Exercise materials >>
▽
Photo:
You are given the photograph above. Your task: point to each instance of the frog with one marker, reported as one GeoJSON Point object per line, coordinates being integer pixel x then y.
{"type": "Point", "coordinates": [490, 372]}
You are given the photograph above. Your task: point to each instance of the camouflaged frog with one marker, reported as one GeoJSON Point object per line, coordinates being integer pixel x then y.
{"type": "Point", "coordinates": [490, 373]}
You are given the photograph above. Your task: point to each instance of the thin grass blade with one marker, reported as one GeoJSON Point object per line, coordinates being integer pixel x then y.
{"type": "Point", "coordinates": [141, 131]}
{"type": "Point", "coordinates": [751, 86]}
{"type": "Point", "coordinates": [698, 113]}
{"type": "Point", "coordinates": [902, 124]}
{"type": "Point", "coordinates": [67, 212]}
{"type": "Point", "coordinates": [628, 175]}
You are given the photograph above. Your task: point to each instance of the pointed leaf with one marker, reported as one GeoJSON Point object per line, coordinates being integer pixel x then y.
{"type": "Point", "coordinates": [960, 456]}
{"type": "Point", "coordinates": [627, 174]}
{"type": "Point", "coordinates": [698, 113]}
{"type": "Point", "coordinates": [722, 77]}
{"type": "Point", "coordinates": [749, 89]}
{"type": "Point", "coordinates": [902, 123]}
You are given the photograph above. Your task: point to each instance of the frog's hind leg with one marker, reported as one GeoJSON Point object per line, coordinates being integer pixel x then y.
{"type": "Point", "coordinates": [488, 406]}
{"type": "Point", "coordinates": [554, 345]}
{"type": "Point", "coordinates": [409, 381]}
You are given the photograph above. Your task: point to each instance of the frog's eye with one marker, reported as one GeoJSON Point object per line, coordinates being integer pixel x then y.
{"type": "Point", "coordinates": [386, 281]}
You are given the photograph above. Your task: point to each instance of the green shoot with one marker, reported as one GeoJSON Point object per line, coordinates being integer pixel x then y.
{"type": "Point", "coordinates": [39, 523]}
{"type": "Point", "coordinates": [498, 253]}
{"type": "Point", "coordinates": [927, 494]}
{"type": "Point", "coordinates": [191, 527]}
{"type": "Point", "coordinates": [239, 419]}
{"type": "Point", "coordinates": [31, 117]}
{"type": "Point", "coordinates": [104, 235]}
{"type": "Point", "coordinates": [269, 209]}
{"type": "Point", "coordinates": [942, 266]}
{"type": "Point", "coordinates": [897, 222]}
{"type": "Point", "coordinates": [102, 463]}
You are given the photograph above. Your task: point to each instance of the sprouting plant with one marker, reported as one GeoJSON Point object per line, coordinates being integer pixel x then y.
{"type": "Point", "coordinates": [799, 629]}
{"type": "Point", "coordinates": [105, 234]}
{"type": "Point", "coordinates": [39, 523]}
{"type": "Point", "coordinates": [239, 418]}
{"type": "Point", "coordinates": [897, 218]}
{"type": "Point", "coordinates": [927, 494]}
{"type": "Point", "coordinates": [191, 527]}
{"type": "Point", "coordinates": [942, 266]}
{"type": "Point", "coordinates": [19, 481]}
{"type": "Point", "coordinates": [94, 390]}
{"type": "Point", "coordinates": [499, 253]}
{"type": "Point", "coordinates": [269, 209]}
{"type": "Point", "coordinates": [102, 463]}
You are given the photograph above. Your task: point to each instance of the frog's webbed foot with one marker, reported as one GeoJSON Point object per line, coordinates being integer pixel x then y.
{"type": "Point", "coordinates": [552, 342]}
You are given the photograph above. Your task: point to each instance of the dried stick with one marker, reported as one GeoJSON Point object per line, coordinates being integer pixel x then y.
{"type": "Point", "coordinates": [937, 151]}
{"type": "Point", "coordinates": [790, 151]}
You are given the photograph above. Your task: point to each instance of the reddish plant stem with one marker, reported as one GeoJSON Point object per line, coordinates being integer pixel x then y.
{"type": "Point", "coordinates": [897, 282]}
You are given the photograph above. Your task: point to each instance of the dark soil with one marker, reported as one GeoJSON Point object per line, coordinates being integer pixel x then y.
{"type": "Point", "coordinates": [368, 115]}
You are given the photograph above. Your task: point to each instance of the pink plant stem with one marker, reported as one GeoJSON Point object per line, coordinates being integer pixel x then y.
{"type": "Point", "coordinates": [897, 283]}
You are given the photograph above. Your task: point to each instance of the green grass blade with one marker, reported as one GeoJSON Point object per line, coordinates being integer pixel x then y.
△
Problem details >> Give back each line above precisely as it stands.

Reply to the exercise >>
Photo:
You are given the photograph above. Your task: point to each instance of the frog with one marker, reported as one GeoJSON Point object per line, coordinates being integer pixel x then y.
{"type": "Point", "coordinates": [490, 372]}
You are given the photograph above. Your task: point to each instance of the camouflaged frog with one marker, reported as one GeoJSON Point object per line, coordinates being integer pixel x then y.
{"type": "Point", "coordinates": [490, 373]}
You are given the photograph above. Your task: point to each instance of the thin grass blade with one marker, reported as one GeoJSON Point object per line, coordinates being integer pixel x then y.
{"type": "Point", "coordinates": [141, 131]}
{"type": "Point", "coordinates": [751, 86]}
{"type": "Point", "coordinates": [698, 113]}
{"type": "Point", "coordinates": [902, 124]}
{"type": "Point", "coordinates": [67, 212]}
{"type": "Point", "coordinates": [628, 175]}
You are given the photograph above. Your task: point to each instance of the pointed leaf with one marker, reported as one GeoJSON Point object per line, coordinates being integer pixel x then y.
{"type": "Point", "coordinates": [960, 456]}
{"type": "Point", "coordinates": [627, 174]}
{"type": "Point", "coordinates": [698, 113]}
{"type": "Point", "coordinates": [722, 77]}
{"type": "Point", "coordinates": [749, 89]}
{"type": "Point", "coordinates": [902, 123]}
You are given the photograph above. Your task: point to each instance of the frog's hind leg with one marker, reported as one GeoJSON Point object per line, coordinates being integer pixel x then y.
{"type": "Point", "coordinates": [488, 406]}
{"type": "Point", "coordinates": [554, 345]}
{"type": "Point", "coordinates": [409, 381]}
You are given the photograph above. Your task: point to each instance of the frog's eye with one marker, reported as one GeoJSON Point object per line, coordinates being integer pixel x then y.
{"type": "Point", "coordinates": [386, 281]}
You are given the photograph above. Your task: point to each instance of the green shoot with one marker, reported as one GeoJSON Point object per line, coordinates being integer pixel x then y.
{"type": "Point", "coordinates": [39, 523]}
{"type": "Point", "coordinates": [498, 253]}
{"type": "Point", "coordinates": [927, 494]}
{"type": "Point", "coordinates": [191, 527]}
{"type": "Point", "coordinates": [239, 419]}
{"type": "Point", "coordinates": [31, 117]}
{"type": "Point", "coordinates": [104, 235]}
{"type": "Point", "coordinates": [269, 209]}
{"type": "Point", "coordinates": [942, 266]}
{"type": "Point", "coordinates": [897, 222]}
{"type": "Point", "coordinates": [102, 463]}
You are given the photograph above. Your task: point to each instance of the sprouting plant with one marker, reported as one GeoJSON Point object per line, coordinates being integer pixel x then y.
{"type": "Point", "coordinates": [799, 629]}
{"type": "Point", "coordinates": [105, 234]}
{"type": "Point", "coordinates": [39, 523]}
{"type": "Point", "coordinates": [239, 418]}
{"type": "Point", "coordinates": [897, 218]}
{"type": "Point", "coordinates": [927, 494]}
{"type": "Point", "coordinates": [191, 527]}
{"type": "Point", "coordinates": [942, 266]}
{"type": "Point", "coordinates": [19, 481]}
{"type": "Point", "coordinates": [94, 390]}
{"type": "Point", "coordinates": [499, 253]}
{"type": "Point", "coordinates": [269, 209]}
{"type": "Point", "coordinates": [102, 463]}
You are given the photograph above. Your task: point to each instance of the frog's webbed foot with one marker, reported as one GeoJSON Point object per line, coordinates being integer pixel x then y.
{"type": "Point", "coordinates": [552, 342]}
You are given the photograph above. Your task: point to each instance of the dried stick with one marker, reported as one GeoJSON Point object per line, coordinates being integer pixel x then y.
{"type": "Point", "coordinates": [937, 151]}
{"type": "Point", "coordinates": [790, 151]}
You are given the photograph above. Your task: point to each instance of the reddish plant stem with one marker, reported as one GeoJSON Point object per line, coordinates being integer pixel x then y.
{"type": "Point", "coordinates": [897, 282]}
You are given the photograph above. Your task: point to each instance of the dark soil with one marker, reported as one GeoJSON Point object per line, coordinates being integer pixel x then y.
{"type": "Point", "coordinates": [368, 115]}
You are given the photograph above. Your task: point to each instance of the pink plant stem with one marker, reported as one GeoJSON Point object per line, coordinates being integer pixel x then y.
{"type": "Point", "coordinates": [897, 283]}
You are given the photograph above. Your task: point to each instance of the green grass blade with one marker, reported as one GeoJSON Point object per line, coordinates being integer pixel x then y.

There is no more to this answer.